═══ TEXTAUSZUG
Mal davon abgesehen das das eine ganz dumme Idee ist deinen Rechner von aussen zugänglich zu machen must du dafür sicherlich deinen Router umprogrammieren. Diese sind, aus gutem Grund, immer so konfiguriert das das nicht geht.

Gruß

Claus


----------



## DrZoidberg (22. Jul 2017)

Damit das funktioniert musst du an deinem Router eine Portweiterleitung einrichten. In diesem Fall müsstest du Port 2000 an deinen Server weiterleiten.
Wichtig ist auch die richtige IP Adresse zu verwenden. Die, die dir von wieistmeineip.de angezeigt wird, ist deine öffentliche IP unter der du aus dem Internet erreichbar bist. ifconfig zeigt dir auch private Adressen, die nur in deinem lokalen Netzwerk gültig sind. Die funktionieren natürlich nicht.
Es gibt übrigens zwei verschiedene Arten von IP Adressen, IPv4 und IPv6. IPv4 ist das alte Protokoll. Die Adressen bestehen aus 4 Zahlen zwischen 0 und 255, getrennt durch Punkte. Bei IPv6 dagegen benutzt man 8 hexadezimale Zahlen zwischen 0 und FFFF, getrennt durch Doppelpunkte.
Je nachdem was für einen Anschluss du hast, funktioniert eventuell nur eines von beiden. Viele Provider bieten nur noch DSL-lite Anschlüsse bei denen man sich eine IPv4 Adresse mit mehreren anderen Kunden teilt. In einem solchen Fall kann man sich übers Internet nur noch mittels IPv6 mit deinem Server verbinden. Bei IPv6 Adressen sind die Provider übrigens sehr viel grosszügiger. Da bekommst du nicht nur eine sondern gleich einen ganzen Adressbereich. Dein Router weist dann jedem Gerät im lokalen Netz eine oder mehrere IPv6 Adressen aus diesem Bereich zu, die dann auch - im Gegensatz zu den privaten IPv4 Adressen - im Internet gültig sind aber auch da ist eine Portweiterleitung nötig, da der Router eine Firewall integriert hat, die Verbindungsversuche normalerweise unterbindet.


----------



## InformatikerImAll (23. Jul 2017)

vielen dank für die antwort !


----------



## Thallius (23. Jul 2017)

Ich finde es trotzdem ziemlich mutig mit deinem Wissensstand über Nerzwerke deinen Rechner für das Internet nach draußen zu öffnen. Wenn du die Tage keine Daten mehr auf deiner Festplatte hast wirst du verstehen was ich meine....


----------



## InformatikerImAll (23. Jul 2017)

hab ich nie gesagt  öffne das auch nicht sondern mache das erstmal weiter lokal aber danke für die warnung !


----------



## Thallius (23. Jul 2017)

Das meinte ich. Wenn du nicht mal weist was Lokal ist und was nicht....


----------



## InformatikerImAll (24. Jul 2017)

ich meine damit das ich mit localhost arbeite solange ich nicht fertig mit dem programm bin ;D was ist den Lokal und was nicht ?


----------



## JuKu (5. Aug 2017)

Sobald du es von außen zugänglich machst (also den Port im Router freigibst), ist es nicht mehr lokal, sondern global.
Lokal ist dein internes Netz, das nach außen abgeschottet ist.


----------
══════
═══ DATEN
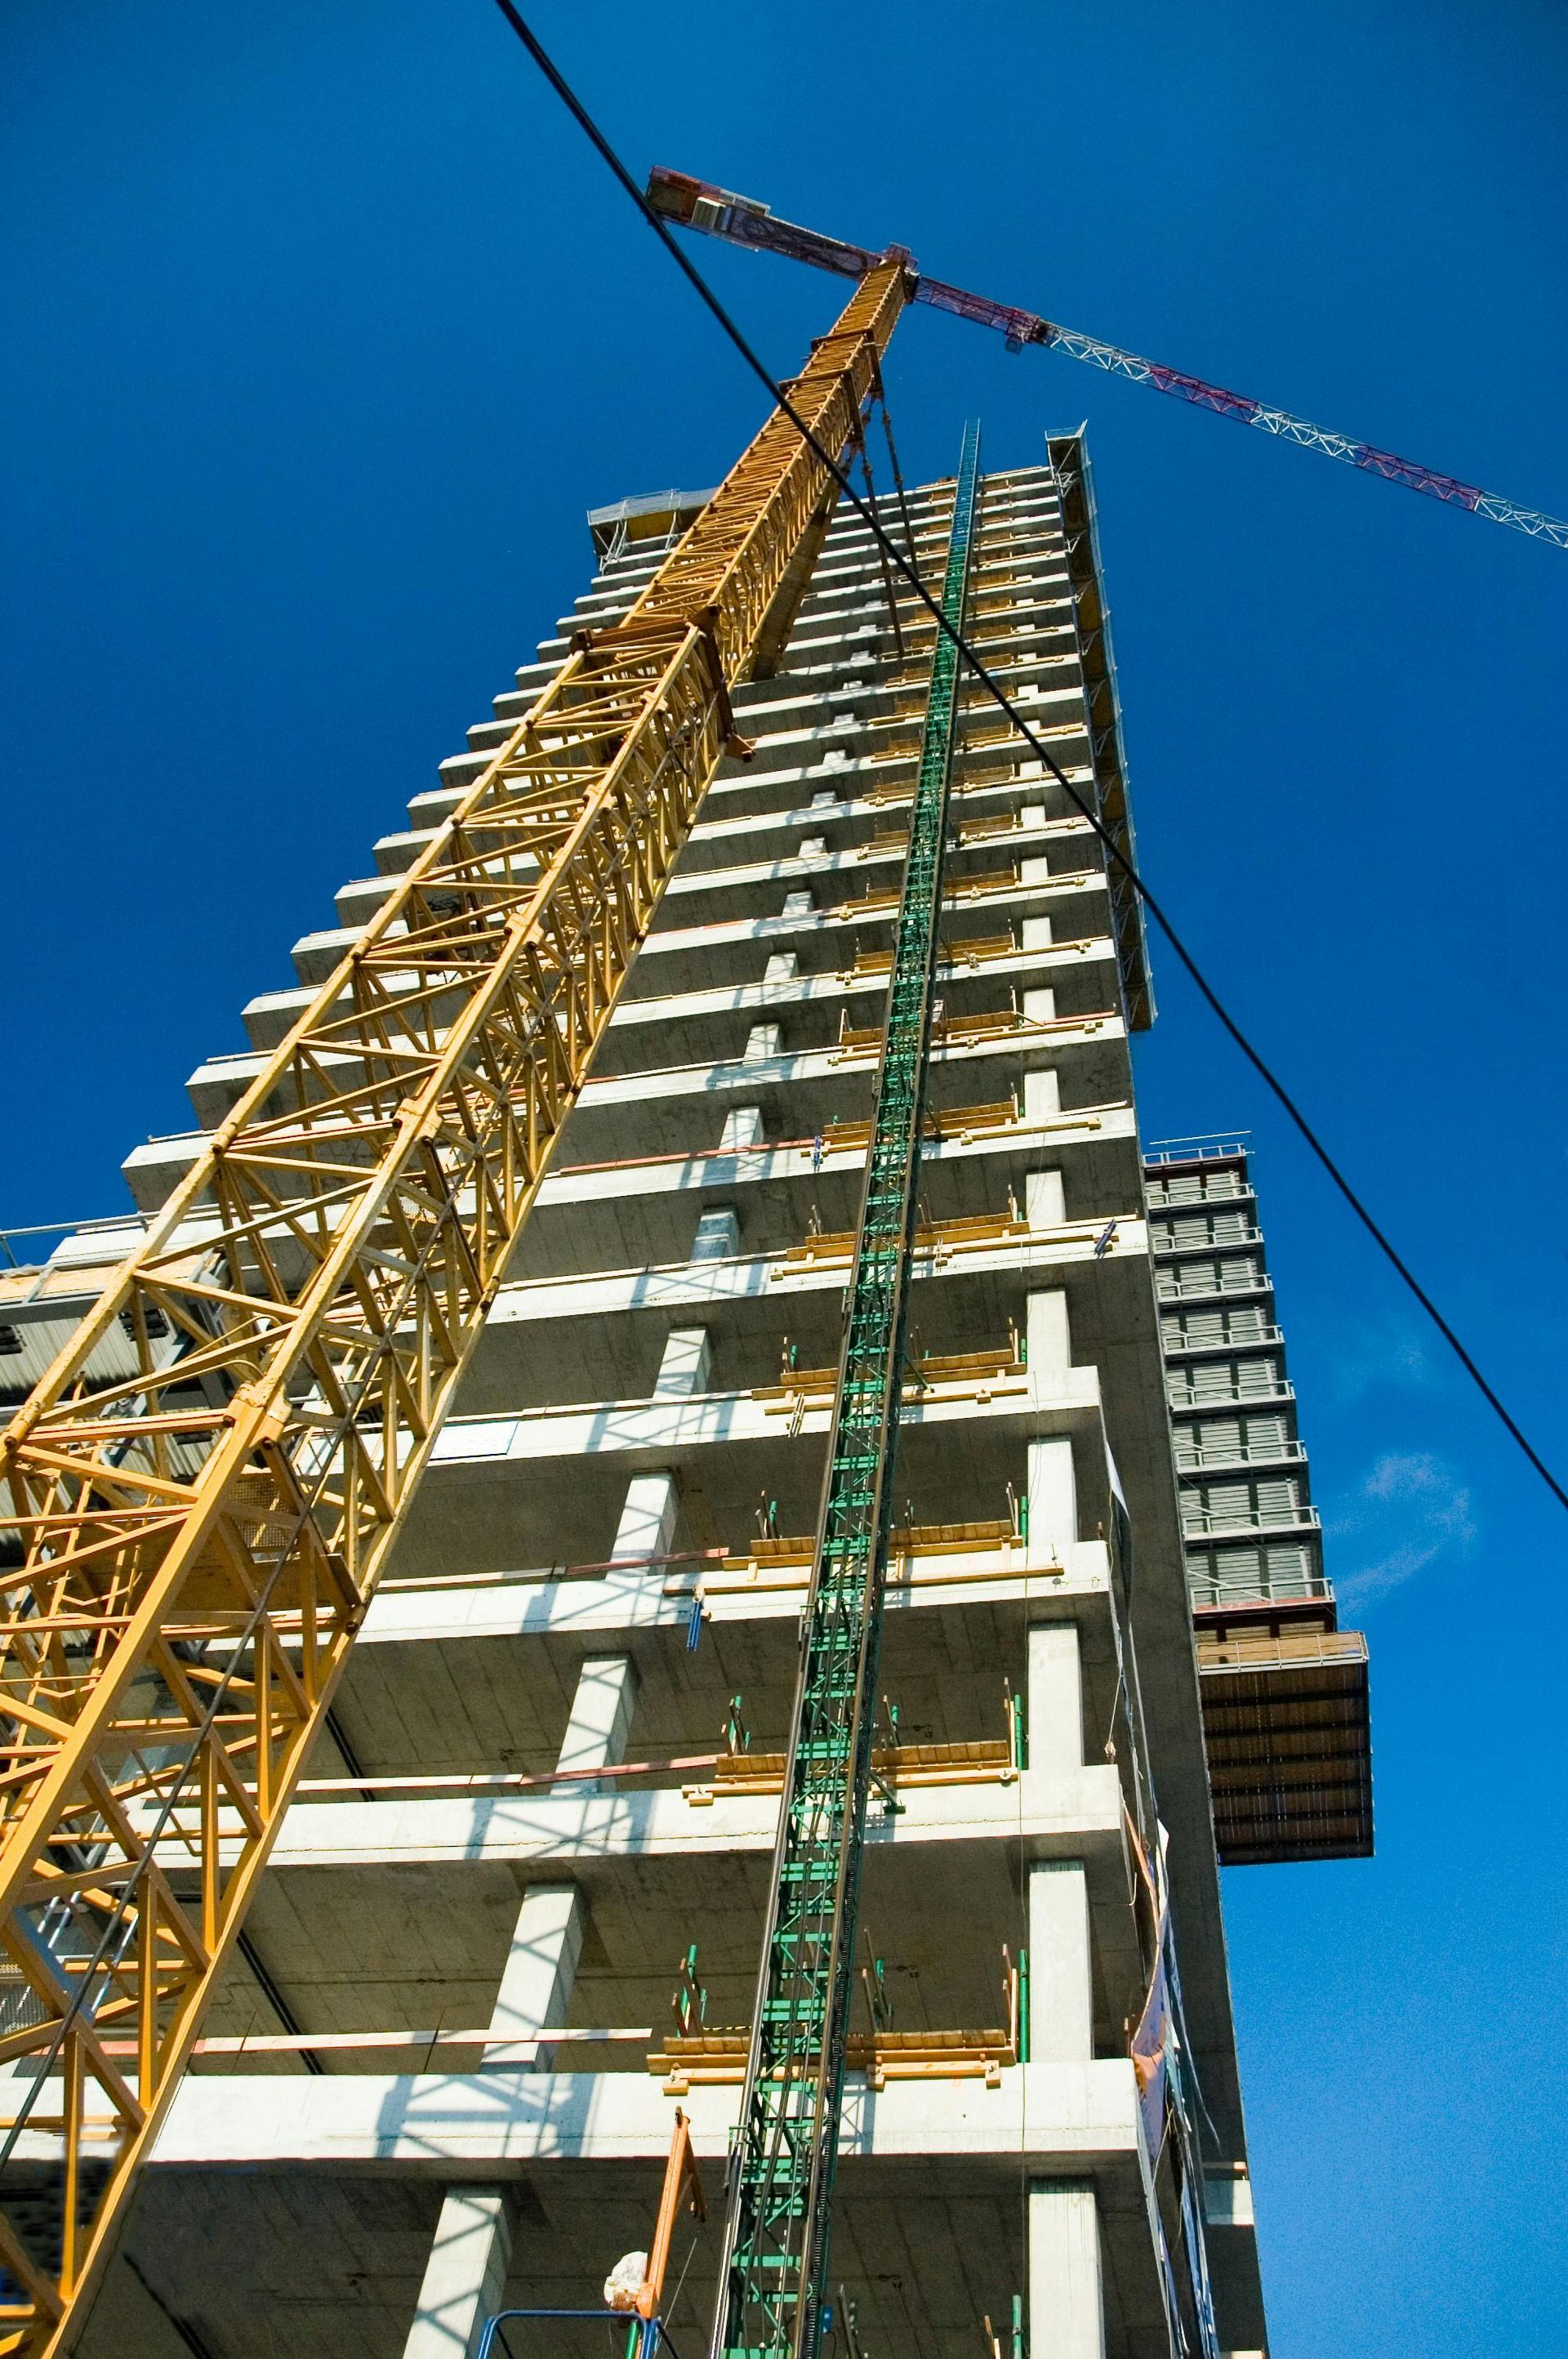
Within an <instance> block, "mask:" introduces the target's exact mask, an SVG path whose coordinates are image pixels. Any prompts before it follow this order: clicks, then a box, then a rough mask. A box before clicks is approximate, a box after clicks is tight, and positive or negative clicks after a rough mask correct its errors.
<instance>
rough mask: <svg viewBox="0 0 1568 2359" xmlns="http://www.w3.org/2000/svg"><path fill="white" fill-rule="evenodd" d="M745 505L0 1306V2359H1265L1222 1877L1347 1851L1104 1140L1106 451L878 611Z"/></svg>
══════
DEINE AUFGABE:
Beantworte bitte diese Fragen zum Textauszug:
1. Welchen Port müsste man laut DrZoidberg an den Server weiterleiten?
2. Aus wie vielen Zahlen besteht eine IPv4-Adresse, und wodurch werden sie getrennt?
3. Was ist laut JuKu lokal?

DEINE LÖSUNG:
1. Port 2000.
2. Aus 4 Zahlen zwischen 0 und 255, getrennt durch Punkte.
3. Das interne Netz, das nach außen abgeschottet ist.